begin Records shown

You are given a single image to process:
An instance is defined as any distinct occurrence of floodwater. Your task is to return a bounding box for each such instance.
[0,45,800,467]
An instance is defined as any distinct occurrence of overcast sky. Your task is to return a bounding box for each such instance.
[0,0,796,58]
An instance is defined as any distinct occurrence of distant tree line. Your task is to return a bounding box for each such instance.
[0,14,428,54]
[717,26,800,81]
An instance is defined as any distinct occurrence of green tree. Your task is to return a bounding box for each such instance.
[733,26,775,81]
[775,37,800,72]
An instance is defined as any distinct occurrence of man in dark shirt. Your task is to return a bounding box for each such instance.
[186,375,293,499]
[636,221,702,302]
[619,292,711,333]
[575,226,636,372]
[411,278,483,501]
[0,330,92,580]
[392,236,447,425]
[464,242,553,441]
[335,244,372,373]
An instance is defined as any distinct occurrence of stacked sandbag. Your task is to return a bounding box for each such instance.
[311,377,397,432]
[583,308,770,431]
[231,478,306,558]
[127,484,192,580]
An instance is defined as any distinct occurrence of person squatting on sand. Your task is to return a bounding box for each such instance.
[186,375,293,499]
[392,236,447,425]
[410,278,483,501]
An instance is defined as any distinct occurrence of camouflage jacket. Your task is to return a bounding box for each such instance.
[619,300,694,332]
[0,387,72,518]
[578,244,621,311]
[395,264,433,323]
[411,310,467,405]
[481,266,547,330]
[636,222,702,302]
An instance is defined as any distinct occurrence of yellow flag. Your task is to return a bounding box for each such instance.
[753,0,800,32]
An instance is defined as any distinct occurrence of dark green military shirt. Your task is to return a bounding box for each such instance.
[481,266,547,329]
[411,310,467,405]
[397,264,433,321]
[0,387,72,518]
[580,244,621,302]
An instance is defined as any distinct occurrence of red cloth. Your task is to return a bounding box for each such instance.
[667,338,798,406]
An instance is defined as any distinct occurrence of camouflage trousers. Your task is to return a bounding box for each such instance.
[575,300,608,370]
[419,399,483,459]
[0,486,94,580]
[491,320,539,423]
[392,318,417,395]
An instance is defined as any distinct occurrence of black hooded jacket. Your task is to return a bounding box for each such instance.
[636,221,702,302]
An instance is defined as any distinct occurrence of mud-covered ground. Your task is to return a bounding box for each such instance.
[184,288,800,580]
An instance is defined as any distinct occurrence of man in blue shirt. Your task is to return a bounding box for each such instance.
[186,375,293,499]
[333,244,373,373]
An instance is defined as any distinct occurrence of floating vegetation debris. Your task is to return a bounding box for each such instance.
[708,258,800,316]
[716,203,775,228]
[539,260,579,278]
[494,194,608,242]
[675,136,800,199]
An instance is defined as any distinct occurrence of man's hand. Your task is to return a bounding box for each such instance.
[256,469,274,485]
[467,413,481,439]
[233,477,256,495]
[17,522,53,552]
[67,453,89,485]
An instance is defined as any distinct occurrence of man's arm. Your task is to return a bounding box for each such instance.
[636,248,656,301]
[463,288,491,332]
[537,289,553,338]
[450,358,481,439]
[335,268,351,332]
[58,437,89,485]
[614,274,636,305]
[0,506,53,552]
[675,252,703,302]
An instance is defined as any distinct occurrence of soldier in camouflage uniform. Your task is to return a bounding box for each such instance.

end Records shown
begin Records shown

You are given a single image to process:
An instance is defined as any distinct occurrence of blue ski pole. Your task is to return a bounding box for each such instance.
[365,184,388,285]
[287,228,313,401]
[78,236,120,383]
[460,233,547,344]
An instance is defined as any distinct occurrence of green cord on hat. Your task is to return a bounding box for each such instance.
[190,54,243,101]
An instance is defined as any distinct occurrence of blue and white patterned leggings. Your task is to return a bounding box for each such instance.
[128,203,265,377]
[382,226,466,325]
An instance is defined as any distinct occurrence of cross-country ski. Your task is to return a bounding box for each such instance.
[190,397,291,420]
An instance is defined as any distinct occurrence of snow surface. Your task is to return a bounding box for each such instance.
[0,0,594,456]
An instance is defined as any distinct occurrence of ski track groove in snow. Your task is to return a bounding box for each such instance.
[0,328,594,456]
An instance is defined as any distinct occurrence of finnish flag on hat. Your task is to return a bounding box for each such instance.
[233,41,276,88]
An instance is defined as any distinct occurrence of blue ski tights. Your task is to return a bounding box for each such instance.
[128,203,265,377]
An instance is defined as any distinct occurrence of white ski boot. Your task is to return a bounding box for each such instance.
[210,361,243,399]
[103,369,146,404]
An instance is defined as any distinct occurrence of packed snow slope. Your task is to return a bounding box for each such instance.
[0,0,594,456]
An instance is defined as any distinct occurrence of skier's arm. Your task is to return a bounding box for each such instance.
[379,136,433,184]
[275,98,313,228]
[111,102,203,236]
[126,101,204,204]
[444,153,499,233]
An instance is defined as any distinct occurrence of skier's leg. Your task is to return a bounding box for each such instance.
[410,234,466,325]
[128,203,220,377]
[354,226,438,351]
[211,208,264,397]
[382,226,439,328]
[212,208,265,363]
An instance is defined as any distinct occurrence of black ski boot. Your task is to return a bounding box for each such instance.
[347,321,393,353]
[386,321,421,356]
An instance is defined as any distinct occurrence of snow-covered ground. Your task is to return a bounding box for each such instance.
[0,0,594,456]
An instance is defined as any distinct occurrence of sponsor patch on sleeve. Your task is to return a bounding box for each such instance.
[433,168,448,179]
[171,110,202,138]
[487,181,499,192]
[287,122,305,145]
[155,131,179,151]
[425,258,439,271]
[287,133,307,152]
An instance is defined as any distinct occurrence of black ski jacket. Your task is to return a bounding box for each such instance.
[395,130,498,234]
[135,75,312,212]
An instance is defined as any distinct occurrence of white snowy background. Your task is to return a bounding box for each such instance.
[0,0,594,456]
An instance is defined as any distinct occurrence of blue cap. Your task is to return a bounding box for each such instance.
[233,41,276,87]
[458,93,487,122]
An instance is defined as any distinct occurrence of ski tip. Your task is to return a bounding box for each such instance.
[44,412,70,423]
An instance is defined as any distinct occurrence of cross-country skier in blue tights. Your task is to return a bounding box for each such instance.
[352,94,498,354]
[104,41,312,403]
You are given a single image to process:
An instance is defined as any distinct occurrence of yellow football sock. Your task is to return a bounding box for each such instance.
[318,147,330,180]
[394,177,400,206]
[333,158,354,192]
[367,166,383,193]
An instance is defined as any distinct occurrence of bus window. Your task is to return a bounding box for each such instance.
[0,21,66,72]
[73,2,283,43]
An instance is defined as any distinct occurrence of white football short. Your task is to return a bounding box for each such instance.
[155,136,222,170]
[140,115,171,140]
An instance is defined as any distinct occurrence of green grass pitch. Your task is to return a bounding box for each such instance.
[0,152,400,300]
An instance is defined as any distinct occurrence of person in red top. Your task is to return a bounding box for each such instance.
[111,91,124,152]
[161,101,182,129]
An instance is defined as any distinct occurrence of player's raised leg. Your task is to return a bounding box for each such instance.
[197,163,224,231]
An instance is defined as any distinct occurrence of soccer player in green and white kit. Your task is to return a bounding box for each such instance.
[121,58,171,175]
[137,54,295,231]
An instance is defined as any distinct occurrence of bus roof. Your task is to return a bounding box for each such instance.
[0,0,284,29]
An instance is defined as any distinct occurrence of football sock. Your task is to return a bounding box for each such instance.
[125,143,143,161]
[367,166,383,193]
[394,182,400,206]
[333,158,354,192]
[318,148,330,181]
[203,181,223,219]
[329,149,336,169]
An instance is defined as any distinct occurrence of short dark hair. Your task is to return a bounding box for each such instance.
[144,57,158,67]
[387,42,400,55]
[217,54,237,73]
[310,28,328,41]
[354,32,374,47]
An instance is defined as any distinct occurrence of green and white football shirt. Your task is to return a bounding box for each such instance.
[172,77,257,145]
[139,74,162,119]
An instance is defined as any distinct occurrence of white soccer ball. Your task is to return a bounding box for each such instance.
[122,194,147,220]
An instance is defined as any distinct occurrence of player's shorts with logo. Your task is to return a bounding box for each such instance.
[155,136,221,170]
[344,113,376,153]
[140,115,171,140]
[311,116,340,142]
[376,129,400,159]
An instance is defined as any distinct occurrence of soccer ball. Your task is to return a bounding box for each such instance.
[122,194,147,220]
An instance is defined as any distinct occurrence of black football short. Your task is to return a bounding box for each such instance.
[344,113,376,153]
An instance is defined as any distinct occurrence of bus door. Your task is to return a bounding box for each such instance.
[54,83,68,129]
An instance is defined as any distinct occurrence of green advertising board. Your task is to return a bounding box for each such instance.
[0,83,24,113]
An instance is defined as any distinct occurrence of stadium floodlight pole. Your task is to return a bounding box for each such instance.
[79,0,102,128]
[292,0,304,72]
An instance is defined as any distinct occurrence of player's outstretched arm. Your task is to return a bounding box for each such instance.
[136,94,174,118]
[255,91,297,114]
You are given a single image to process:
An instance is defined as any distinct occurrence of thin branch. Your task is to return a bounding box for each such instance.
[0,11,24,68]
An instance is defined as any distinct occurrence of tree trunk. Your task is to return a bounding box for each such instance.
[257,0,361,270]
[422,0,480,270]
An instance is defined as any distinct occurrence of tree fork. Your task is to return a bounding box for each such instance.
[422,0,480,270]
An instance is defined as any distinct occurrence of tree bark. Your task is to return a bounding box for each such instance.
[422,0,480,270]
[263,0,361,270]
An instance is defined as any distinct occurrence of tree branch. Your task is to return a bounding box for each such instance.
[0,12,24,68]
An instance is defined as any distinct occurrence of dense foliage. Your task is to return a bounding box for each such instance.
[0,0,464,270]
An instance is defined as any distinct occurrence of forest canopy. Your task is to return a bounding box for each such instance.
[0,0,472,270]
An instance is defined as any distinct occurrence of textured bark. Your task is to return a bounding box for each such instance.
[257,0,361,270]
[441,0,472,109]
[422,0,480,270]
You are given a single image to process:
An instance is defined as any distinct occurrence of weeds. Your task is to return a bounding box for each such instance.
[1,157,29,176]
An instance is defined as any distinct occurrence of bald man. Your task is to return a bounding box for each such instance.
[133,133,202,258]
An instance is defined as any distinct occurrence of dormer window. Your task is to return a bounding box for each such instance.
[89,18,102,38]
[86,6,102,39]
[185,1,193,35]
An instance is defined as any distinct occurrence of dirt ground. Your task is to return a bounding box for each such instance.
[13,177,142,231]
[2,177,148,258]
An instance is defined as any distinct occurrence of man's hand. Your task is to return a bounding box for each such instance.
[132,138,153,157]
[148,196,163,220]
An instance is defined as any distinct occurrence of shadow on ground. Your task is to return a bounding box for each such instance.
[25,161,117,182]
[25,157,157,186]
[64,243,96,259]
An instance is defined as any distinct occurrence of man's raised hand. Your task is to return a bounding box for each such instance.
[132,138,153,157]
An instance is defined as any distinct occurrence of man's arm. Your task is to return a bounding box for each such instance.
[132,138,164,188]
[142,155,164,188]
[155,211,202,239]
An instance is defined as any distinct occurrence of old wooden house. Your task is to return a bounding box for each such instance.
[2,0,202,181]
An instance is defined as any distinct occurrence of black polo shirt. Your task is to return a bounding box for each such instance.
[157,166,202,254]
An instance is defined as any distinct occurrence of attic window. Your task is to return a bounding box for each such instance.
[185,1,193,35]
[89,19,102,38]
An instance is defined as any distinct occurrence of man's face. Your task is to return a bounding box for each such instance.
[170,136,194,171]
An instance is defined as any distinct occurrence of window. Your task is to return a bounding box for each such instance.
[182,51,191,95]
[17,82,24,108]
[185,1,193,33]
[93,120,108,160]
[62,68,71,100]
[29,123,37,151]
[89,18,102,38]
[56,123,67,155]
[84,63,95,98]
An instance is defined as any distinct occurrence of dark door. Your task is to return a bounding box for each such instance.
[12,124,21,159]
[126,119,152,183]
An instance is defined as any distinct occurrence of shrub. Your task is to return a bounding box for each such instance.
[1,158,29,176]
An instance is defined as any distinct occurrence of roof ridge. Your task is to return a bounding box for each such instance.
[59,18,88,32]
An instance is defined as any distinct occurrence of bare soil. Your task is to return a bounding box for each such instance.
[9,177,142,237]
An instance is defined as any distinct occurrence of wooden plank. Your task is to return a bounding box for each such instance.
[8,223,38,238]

end Records shown
begin Records shown

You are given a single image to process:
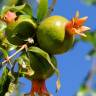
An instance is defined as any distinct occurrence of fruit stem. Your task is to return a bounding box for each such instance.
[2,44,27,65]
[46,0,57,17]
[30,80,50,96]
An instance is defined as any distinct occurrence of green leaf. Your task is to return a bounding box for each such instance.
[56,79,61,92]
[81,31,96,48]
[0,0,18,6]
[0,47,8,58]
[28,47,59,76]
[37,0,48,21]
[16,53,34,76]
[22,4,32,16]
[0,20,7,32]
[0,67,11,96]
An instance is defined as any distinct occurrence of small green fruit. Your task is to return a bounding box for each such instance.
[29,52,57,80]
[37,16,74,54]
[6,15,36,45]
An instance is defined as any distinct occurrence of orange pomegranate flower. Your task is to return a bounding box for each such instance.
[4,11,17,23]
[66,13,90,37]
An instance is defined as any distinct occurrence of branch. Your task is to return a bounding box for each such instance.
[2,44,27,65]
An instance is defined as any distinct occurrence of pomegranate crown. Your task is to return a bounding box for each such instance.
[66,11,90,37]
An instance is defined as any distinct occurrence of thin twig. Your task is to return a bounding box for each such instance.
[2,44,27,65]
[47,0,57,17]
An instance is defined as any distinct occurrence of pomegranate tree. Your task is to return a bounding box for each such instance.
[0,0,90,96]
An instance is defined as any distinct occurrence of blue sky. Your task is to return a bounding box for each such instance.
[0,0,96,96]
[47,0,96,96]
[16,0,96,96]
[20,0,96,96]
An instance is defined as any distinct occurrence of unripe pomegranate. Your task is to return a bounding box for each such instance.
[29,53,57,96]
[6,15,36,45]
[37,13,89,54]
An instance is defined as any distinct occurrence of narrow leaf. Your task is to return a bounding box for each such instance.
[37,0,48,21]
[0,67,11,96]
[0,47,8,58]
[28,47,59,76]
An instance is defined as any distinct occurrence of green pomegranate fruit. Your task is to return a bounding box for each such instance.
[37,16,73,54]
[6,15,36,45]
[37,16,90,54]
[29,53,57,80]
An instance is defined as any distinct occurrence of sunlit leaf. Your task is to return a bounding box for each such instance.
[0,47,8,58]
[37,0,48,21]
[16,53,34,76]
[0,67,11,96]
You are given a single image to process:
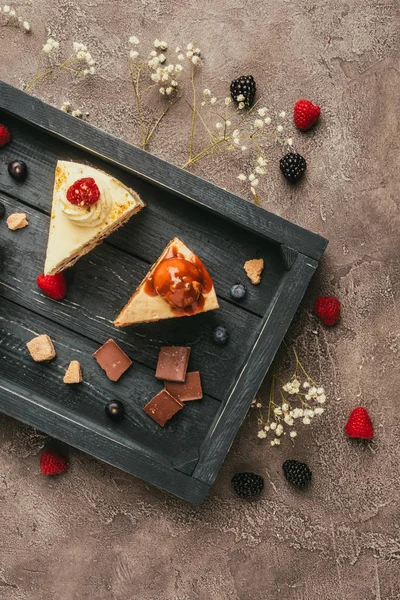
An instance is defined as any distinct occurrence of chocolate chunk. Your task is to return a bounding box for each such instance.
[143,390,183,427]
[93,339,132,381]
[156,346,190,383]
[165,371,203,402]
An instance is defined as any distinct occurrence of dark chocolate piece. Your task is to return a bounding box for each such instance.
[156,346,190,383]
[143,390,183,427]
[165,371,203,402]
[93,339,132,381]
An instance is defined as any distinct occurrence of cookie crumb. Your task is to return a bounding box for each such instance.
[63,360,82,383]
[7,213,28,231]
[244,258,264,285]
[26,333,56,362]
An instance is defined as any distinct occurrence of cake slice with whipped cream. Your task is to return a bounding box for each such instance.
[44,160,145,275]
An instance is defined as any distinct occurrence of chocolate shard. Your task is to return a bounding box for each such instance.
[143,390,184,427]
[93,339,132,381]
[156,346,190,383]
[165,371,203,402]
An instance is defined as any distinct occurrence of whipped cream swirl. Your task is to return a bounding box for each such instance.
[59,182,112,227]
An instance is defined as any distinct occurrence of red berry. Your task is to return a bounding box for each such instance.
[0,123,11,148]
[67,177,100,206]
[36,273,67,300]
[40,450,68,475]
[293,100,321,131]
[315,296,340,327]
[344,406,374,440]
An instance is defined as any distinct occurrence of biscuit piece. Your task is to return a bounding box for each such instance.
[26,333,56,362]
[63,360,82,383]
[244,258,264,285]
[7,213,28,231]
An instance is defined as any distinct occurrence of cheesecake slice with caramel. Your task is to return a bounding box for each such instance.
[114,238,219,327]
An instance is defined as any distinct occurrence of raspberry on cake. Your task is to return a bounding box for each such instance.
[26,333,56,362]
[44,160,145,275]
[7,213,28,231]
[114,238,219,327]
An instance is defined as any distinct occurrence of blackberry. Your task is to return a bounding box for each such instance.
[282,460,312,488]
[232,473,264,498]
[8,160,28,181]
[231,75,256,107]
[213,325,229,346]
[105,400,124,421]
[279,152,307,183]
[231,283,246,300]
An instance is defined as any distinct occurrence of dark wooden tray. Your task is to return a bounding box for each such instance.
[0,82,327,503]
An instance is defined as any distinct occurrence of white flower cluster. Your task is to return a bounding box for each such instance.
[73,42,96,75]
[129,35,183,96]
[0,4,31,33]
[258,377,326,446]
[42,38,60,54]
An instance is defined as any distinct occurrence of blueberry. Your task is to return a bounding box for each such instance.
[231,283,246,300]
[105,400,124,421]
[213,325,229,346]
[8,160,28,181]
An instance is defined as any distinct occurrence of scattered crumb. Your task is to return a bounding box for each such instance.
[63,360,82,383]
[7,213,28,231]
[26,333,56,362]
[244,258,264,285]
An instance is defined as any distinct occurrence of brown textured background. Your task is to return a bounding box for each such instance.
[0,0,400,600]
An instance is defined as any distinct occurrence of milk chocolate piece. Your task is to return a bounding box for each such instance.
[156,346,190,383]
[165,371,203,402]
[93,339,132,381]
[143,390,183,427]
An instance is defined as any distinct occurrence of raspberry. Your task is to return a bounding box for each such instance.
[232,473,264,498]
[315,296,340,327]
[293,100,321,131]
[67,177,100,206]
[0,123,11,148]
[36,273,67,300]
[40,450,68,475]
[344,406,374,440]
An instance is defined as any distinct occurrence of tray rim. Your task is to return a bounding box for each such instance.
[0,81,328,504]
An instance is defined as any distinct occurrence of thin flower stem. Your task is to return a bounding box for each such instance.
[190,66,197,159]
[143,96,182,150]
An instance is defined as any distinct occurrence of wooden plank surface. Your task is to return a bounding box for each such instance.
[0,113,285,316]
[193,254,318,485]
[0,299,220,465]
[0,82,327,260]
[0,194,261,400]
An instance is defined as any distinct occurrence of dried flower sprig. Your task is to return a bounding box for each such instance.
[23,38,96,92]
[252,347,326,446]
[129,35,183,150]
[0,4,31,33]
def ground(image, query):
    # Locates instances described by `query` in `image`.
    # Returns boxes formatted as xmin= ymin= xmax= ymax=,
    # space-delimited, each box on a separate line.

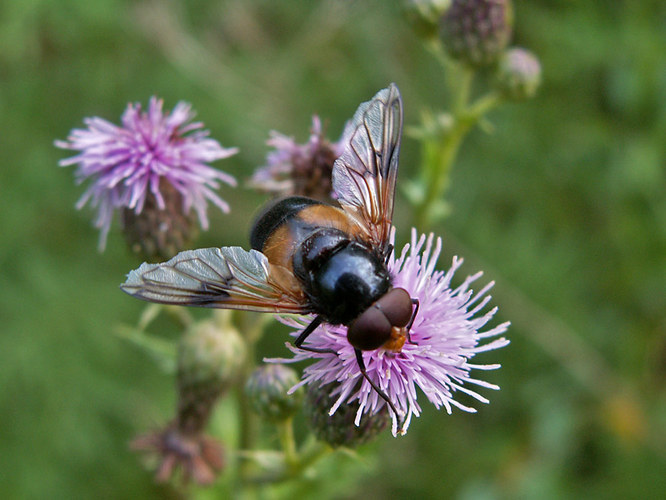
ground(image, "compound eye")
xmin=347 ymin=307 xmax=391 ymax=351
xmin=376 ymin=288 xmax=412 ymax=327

end Records shown

Exercise:
From the material, extract every line that contains the word "flower", and copy each one in full.

Solved problem:
An instance is defined as any distinct occurrence of orange pomegranate flower. Your task is to return a bounding box for each such instance.
An instance is defined as any distinct occurrence of white flower cluster. Your task is to return a bounding box for each such instance.
An instance is defined as any distinct occurrence of thin flower stem. Your task is to return a bounding box for each such instance.
An instance is defined as any distinct occurrence of dried flower sprig. Your task is to return a bounding box for each such instance.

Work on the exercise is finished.